=== Material for this exercise ===
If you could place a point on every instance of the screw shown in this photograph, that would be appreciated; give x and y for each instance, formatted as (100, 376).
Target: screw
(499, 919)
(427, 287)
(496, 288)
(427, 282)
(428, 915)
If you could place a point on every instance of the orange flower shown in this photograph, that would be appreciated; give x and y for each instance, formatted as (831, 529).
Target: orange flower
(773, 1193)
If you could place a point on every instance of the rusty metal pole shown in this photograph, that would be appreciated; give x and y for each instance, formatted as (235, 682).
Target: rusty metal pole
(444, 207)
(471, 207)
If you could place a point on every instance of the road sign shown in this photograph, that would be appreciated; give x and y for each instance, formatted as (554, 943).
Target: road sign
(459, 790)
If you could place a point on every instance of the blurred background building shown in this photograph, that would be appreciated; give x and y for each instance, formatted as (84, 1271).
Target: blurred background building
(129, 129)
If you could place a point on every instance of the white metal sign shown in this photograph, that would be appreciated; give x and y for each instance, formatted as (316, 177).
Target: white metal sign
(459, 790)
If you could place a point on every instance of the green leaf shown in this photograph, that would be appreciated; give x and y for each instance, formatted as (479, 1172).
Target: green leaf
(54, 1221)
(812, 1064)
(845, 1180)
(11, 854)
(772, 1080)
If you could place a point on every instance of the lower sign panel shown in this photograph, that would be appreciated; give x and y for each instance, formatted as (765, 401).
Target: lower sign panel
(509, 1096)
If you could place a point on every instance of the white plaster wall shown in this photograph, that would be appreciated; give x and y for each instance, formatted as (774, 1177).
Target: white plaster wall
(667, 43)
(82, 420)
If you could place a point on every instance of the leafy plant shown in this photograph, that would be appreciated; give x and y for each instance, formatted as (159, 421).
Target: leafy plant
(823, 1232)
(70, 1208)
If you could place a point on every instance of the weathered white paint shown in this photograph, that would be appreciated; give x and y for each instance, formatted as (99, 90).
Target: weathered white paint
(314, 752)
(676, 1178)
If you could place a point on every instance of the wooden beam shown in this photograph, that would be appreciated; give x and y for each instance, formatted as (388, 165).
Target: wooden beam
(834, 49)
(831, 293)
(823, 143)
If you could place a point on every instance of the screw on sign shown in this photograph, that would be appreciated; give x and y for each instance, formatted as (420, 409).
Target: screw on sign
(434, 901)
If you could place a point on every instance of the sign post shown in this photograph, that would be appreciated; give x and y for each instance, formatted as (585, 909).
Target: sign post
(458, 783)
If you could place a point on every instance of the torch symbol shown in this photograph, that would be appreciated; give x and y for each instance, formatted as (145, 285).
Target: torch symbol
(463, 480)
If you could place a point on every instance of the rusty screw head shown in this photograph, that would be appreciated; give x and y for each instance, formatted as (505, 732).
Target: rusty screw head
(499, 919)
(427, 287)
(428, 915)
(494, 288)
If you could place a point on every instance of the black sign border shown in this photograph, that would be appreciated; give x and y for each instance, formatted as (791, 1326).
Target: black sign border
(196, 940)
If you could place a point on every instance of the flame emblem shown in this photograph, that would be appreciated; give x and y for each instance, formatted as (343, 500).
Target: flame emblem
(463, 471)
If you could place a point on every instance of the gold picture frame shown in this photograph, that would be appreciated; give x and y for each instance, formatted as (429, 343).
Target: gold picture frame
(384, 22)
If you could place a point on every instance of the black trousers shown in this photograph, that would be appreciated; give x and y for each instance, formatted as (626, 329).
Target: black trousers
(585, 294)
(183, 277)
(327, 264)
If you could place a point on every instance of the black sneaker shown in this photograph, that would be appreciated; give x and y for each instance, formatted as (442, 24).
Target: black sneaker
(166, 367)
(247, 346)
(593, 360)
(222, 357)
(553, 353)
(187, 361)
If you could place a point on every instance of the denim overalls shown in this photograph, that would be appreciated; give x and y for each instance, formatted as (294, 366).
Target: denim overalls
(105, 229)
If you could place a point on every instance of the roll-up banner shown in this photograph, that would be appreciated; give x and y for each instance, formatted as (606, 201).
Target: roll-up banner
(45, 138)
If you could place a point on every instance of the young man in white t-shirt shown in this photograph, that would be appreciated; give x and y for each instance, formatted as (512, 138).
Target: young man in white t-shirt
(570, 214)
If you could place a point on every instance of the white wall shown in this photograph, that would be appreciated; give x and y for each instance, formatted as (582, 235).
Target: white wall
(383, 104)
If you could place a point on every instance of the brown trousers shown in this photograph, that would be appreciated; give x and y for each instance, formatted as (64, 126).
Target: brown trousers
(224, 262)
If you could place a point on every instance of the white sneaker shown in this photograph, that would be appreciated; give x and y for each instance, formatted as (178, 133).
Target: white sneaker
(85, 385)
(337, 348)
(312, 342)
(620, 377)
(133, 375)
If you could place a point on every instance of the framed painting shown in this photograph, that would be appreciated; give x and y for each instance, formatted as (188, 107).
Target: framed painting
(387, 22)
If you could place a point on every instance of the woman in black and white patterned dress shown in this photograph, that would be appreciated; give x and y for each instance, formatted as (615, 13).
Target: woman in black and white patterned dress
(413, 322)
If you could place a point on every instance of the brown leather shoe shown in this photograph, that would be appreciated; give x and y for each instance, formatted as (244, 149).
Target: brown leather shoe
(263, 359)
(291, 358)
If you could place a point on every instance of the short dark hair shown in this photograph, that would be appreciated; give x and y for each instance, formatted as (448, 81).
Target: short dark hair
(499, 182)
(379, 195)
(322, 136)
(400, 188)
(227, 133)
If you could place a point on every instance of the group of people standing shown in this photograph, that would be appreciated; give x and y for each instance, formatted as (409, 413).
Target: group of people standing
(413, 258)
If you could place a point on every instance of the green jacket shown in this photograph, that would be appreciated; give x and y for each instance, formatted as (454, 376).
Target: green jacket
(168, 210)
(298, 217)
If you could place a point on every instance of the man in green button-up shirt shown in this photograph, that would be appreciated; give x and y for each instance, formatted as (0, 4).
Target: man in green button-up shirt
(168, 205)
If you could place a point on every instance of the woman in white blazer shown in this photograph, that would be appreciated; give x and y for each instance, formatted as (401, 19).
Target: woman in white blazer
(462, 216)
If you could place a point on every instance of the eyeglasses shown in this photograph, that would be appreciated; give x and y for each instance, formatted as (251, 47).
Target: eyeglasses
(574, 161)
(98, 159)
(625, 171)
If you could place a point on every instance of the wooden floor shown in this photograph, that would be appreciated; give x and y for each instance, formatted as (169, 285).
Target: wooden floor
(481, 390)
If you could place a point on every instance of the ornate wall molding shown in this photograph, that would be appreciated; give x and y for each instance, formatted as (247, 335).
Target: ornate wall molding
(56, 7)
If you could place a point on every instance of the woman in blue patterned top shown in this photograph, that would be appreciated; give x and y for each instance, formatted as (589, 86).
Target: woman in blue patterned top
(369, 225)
===
=== Material for this exercise ===
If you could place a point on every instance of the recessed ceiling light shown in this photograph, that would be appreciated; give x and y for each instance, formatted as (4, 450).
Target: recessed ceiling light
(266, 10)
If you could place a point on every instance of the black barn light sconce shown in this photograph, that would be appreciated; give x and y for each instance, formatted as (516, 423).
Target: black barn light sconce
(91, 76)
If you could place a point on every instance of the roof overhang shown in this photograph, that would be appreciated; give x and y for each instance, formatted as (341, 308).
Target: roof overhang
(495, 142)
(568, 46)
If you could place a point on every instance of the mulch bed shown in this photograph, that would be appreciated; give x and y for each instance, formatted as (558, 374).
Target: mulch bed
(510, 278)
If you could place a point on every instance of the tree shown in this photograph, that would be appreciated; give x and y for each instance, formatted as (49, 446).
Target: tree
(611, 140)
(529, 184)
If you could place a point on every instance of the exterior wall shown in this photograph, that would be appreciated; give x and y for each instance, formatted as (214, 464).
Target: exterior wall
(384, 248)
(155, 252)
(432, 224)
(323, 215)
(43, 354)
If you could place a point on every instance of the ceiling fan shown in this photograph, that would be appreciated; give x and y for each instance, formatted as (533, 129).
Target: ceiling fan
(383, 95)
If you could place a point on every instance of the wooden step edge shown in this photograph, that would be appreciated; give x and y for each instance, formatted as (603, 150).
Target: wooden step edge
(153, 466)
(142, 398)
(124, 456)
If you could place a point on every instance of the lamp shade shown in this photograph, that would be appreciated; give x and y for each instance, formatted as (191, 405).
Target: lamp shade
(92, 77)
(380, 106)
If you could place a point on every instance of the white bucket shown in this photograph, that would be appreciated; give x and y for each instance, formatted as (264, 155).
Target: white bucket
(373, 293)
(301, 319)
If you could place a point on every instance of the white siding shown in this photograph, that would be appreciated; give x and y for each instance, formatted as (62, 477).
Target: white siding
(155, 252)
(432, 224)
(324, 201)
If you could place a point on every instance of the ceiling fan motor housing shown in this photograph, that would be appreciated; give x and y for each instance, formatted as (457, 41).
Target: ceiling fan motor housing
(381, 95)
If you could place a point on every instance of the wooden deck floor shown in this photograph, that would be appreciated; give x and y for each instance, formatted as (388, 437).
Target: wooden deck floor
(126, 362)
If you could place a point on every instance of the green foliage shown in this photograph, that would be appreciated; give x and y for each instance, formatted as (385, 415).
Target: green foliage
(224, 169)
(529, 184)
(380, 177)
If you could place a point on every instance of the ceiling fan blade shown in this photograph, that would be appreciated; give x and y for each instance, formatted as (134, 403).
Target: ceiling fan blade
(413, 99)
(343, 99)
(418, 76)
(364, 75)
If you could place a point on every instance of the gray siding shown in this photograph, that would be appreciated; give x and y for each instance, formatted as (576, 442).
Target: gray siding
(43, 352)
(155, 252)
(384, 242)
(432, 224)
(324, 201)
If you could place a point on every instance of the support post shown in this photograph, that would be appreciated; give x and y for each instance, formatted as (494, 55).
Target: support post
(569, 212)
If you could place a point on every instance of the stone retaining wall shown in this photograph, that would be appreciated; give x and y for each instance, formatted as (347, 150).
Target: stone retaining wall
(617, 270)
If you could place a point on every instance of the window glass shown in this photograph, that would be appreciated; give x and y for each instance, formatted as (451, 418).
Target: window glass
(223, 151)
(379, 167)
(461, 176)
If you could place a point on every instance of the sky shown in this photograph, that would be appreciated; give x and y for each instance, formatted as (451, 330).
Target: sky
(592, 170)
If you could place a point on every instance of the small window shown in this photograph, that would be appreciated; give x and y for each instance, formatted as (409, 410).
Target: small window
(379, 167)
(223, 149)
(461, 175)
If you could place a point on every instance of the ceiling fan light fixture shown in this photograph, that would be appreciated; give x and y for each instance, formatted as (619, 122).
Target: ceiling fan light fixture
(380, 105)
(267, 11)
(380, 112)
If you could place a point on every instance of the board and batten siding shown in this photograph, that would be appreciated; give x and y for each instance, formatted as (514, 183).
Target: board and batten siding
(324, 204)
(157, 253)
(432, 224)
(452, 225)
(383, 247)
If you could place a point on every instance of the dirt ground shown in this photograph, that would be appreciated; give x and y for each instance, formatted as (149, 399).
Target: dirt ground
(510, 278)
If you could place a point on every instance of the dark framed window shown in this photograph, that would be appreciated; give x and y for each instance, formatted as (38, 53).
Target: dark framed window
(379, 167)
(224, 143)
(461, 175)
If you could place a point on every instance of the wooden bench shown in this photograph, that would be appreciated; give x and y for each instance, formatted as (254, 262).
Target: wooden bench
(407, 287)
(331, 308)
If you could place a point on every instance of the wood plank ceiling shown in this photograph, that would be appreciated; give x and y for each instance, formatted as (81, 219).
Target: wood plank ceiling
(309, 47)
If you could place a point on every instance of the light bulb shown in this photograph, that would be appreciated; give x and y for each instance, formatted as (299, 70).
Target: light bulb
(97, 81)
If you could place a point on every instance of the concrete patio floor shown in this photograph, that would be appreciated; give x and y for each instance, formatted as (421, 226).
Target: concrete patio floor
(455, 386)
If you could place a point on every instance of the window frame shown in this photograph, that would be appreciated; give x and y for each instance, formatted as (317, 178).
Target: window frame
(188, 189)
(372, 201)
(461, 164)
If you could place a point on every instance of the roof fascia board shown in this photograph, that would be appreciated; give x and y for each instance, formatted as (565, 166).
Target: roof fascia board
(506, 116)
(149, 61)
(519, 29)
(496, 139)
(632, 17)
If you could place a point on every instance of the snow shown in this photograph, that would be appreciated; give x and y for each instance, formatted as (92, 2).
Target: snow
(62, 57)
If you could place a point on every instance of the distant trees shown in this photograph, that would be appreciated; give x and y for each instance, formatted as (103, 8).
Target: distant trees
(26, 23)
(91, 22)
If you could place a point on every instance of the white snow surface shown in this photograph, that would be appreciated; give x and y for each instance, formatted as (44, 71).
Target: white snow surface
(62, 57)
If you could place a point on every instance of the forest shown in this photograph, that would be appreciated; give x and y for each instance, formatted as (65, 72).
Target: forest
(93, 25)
===
*Instructions to follow*. List every line of the data above that contains the word "support", copying each line in full.

*Response below*.
If you could place a point on every instance of the support post shown in this photograph, that would be appreciated; give x and y for each instance, formatted as (494, 55).
Target: support post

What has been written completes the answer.